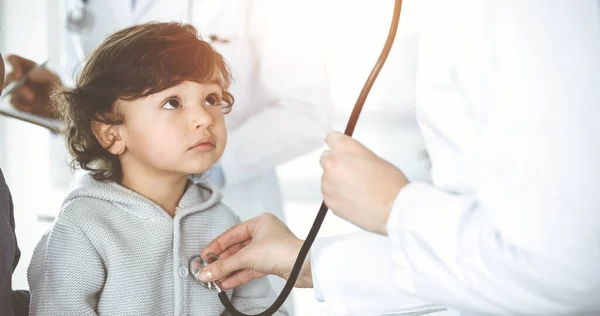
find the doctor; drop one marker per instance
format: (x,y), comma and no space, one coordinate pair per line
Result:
(509,107)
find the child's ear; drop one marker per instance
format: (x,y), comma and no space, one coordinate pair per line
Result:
(109,137)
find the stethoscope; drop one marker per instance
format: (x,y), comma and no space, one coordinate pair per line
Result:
(196,263)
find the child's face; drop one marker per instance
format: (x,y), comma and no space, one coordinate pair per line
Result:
(179,130)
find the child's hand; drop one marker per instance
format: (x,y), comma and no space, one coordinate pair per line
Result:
(259,246)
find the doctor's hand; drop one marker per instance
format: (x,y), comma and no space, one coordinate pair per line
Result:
(358,185)
(34,95)
(252,249)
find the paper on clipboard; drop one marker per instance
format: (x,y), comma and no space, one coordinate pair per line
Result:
(54,125)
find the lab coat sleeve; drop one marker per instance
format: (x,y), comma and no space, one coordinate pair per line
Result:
(351,274)
(66,274)
(291,72)
(523,239)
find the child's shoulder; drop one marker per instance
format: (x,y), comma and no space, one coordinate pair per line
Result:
(88,199)
(214,196)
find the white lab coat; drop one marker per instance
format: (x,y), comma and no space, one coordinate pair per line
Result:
(282,107)
(508,103)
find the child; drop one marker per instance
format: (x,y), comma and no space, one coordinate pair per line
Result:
(146,113)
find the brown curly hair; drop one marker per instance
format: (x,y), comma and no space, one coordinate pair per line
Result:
(132,63)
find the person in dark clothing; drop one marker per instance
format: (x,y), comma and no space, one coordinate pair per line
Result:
(12,303)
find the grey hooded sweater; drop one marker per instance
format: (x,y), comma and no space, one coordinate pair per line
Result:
(112,251)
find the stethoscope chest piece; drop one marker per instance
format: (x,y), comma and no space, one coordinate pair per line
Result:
(196,264)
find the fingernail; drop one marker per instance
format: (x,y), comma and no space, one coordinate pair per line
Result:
(205,276)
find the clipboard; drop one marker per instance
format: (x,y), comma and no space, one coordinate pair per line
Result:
(54,125)
(8,110)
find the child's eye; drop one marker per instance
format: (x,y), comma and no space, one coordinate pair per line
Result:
(213,100)
(172,104)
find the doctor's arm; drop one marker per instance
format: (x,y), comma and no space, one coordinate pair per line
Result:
(524,239)
(291,72)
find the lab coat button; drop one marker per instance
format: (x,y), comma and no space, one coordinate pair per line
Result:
(183,271)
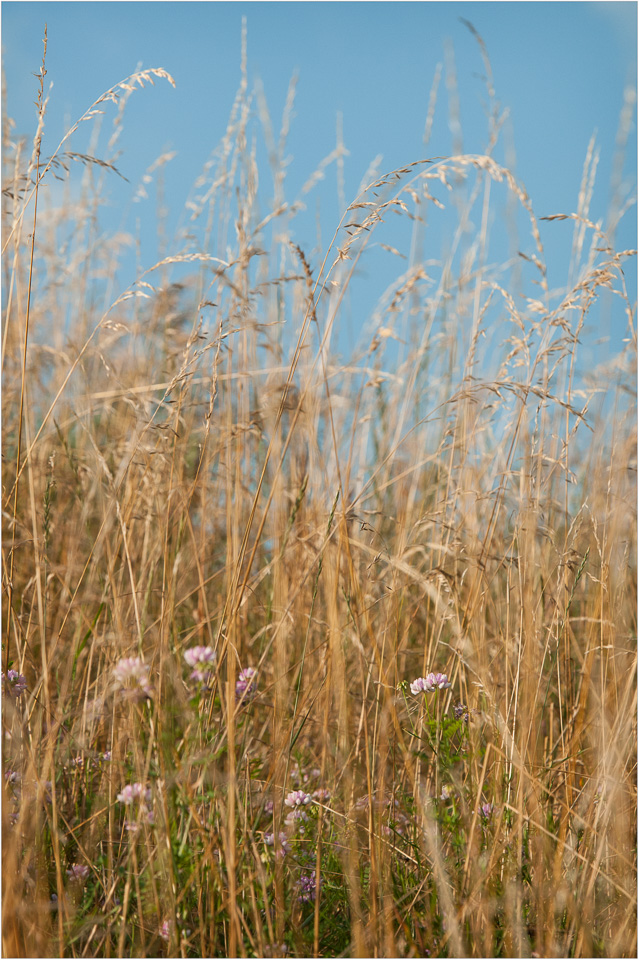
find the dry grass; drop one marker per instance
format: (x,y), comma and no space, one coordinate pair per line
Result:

####

#### Directions
Omit every picture, then write out the entries above exactly.

#### Output of the task
find the doctor; drop one marker per instance
format: (x,y), comma and no space, one coordinate pair per line
Result:
(509,107)
find the child's ear; drop one marker per instance
format: (x,y), comma and no space, one coordinate pair per line
Result:
(109,137)
find the stethoscope; drop one marker per instance
format: (x,y), comma and no space, one coordinate pair per line
Result:
(196,263)
find the child's face; drop one marker per instance
format: (x,y), comma and no space, one coordinate pair per line
Result:
(179,130)
find the child's hand; drop one marker per instance
format: (x,y), comma and no space, one coordinate pair per line
Result:
(259,246)
find the doctor's hand; drop one marker per instance
format: (x,y), comma and no space, one coordinate pair per line
Result:
(358,185)
(34,95)
(252,249)
find the paper on clipboard; drop one marker per instance
format: (x,y), comma and no space, one coordinate pair per line
Result:
(54,125)
find the lab coat sleeve; drop one marker per instance
format: (x,y), comma and no space, one coordinate pair per line
Result:
(351,274)
(66,274)
(291,72)
(523,239)
find the child's shoulder; drop one marker per instance
format: (x,y), comma and no space, one coordinate pair per line
Result:
(88,199)
(214,196)
find the white lab coat; drop one marker per instance
format: (x,y), comma and no space, one coordinate pair per line
Result:
(282,107)
(508,103)
find the child; drop one marker per instance
format: (x,y), comma and no space, one coordinate pair per line
Result:
(146,113)
find the brown curly hair; drop one marker per instance
format: (x,y), comma and no space, one coordinate pair per line
Result:
(132,63)
find the person in dark clothing; drop one marker per instance
format: (x,y), comma and no space, one coordinate pair per line
Result:
(12,303)
find the grey hooded sweater; drop one marker per instance
format: (x,y), comma and no space, one coordinate pair per line
Result:
(112,251)
find the stethoscope chest piece; drop one marker per instance
format: (x,y), comma and no space, one coordinate pair per line
Result:
(196,264)
find the fingernail; drop one marker per instance
format: (x,y), comma and no space, one coordinate pair per line
Result:
(205,276)
find the clipboard; drop one marker per instance
format: (x,y), comma and no space, one coordinate pair per line
Result:
(54,125)
(8,110)
find the child's eye; drop one marker per instance
format: (x,y), comma and no space, one coordinate pair per line
Result:
(213,100)
(172,104)
find the doctor's arm; drop one marker per instance
format: (x,y), comma and no space, one coordinate pair per line
Result:
(524,239)
(291,72)
find the lab coat button; drop one marker per instance
format: (x,y), comma and no space, one coordinate pair per line
Result:
(183,271)
find the dry grass; drop one marker per instance
format: (x,y), comma and no space, one coordinate pair per line
Result:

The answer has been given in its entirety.